● Text block
The problem is as follows,
Show that
$$f(x)=\sin\left(\dfrac{1}{x}\right)-\left(\dfrac{1}{x}\right)\cos\left(\dfrac{1}{x}\right)$$
is improper integrable on $(0,1]$ and find the value of
$$\int_0^1 f(x) \,dx$$
How can i solve? I think the substitution of $\frac{1}{x}$ as $t$. Please give me a detailed explanation.
On
The main idea is already laid down by Ty above.
For a few details, and in the spirit of Riemann improper integrals, the function $f:x\mapsto \sin(x^{-1}) -x^{-1}\cos(x^{-1})$ is not continuous at zero, so a limiting process is used to define $\int^1_0f = \lim_{\varepsilon\rightarrow0^+}\int^1_\varepsilon f$. As noted by Ty, an application of the fundamental theorem of Calculus gives $$ \int^1_\varepsilon \sin(x^{-1}) -x^{-1}\cos(x^{-1})\,dx = x\sin(x^{-1})\Big|^1_\varepsilon=\sin1 -\varepsilon\sin(\varepsilon^{-1})\xrightarrow{\varepsilon\rightarrow0}\sin 1$$
since $|\varepsilon\sin(\varepsilon^{-1})|\leq\varepsilon$.
$$ \frac{d}{dx} \left( x\sin{\left(\frac{1}{x}\right)} \right)= \sin{\left(\frac{1}{x}\right)}-\frac{1}{x}\cos{\left(\frac{1}{x}\right)}$$ Therefore, $$\int_0^1 \sin{\left(\frac{1}{x}\right)}-\frac{1}{x}\cos{\left(\frac{1}{x}\right) \; dx = x\sin{\left(\frac{1}{x}\right)} \bigg \rvert_0^1=\boxed{\sin{1}}}$$

● Task input

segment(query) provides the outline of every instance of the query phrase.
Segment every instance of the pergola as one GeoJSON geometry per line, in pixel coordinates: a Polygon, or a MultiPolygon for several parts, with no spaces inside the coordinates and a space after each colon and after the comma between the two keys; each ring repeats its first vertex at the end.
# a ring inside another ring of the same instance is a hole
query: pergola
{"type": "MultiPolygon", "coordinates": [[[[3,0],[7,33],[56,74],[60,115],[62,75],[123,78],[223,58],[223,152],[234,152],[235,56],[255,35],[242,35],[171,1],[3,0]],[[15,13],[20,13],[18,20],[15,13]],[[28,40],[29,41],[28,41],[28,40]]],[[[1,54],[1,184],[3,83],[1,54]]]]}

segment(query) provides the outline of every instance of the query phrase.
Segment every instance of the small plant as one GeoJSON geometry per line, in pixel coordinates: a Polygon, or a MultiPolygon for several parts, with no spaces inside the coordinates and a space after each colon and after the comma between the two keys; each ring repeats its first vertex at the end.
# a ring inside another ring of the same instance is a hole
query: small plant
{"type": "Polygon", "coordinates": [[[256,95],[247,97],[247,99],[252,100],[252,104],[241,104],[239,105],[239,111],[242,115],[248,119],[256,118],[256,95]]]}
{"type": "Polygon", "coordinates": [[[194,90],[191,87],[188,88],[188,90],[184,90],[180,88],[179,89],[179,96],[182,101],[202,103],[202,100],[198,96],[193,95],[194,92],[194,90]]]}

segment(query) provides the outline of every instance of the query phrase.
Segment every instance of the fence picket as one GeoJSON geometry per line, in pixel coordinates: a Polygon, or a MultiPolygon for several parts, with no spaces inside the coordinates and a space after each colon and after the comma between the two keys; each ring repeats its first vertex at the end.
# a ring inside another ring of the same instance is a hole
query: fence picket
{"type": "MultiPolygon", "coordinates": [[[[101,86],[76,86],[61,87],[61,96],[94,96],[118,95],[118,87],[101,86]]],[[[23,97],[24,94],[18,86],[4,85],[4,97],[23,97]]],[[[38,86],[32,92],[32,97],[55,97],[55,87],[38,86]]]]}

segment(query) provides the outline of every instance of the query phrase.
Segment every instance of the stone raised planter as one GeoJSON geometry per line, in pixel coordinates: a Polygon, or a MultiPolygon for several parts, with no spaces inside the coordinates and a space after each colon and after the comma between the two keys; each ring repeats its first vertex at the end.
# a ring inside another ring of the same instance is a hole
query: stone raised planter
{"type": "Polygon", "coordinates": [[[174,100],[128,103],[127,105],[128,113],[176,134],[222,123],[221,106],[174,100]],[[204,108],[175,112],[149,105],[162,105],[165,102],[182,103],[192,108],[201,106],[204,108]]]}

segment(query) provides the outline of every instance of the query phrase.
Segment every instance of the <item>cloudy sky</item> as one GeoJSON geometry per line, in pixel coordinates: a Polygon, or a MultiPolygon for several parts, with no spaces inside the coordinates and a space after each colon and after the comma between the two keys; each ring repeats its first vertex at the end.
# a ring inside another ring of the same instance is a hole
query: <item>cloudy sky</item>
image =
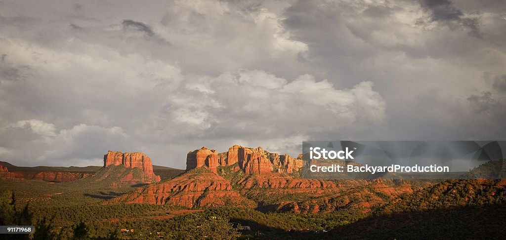
{"type": "Polygon", "coordinates": [[[0,1],[0,160],[506,139],[504,1],[0,1]]]}

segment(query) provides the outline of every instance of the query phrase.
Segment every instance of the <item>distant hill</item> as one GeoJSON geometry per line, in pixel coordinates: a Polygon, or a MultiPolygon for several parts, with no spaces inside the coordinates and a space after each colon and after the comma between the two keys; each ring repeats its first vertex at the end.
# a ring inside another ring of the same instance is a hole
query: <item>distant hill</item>
{"type": "MultiPolygon", "coordinates": [[[[19,177],[29,179],[40,178],[40,180],[54,181],[53,177],[48,177],[47,173],[75,173],[79,174],[93,174],[102,168],[99,166],[88,166],[87,167],[54,167],[48,166],[37,166],[36,167],[19,167],[7,162],[0,161],[0,165],[7,167],[10,172],[17,173],[19,177]],[[50,179],[48,180],[48,179],[50,179]]],[[[172,178],[184,172],[184,170],[163,166],[153,165],[153,171],[159,175],[162,180],[172,178]]],[[[77,178],[79,178],[77,177],[77,178]]],[[[55,181],[60,181],[57,180],[55,181]]]]}
{"type": "Polygon", "coordinates": [[[37,166],[36,167],[18,167],[13,165],[7,162],[0,161],[0,165],[4,167],[7,167],[11,172],[28,171],[28,172],[86,172],[93,173],[102,168],[98,166],[88,166],[88,167],[51,167],[47,166],[37,166]]]}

● Instructions
1) Quote the part of the forum thread on the improper integral that begins at the words "The problem is" and stops after "a detailed explanation.".
2) Pull out each line of the records that contains the string "pergola" and copy those lines.

● Completed exercise
1)
The problem is as follows,
Show that
$$f(x)=\sin\left(\dfrac{1}{x}\right)-\left(\dfrac{1}{x}\right)\cos\left(\dfrac{1}{x}\right)$$
is improper integrable on $(0,1]$ and find the value of
$$\int_0^1 f(x) \,dx$$
How can i solve? I think the substitution of $\frac{1}{x}$ as $t$. Please give me a detailed explanation.

2)
Segment every instance of the pergola as one GeoJSON geometry per line, in pixel coordinates: a Polygon, or a MultiPolygon for several parts, with no spaces inside the coordinates and a space after each colon and after the comma between the two keys; each ring repeats its first vertex at the end.
query: pergola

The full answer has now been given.